Items for bounding box labeling

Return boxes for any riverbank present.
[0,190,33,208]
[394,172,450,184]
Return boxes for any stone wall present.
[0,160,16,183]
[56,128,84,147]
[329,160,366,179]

What you should do
Edit the items above so that "present" becomes "visible" wherever it occurs, keeping everything else the same.

Expected output
Return boxes for any riverbank visible.
[0,190,33,208]
[394,172,450,184]
Return boxes for any stone wall visible.
[0,160,16,183]
[56,128,84,147]
[329,160,366,179]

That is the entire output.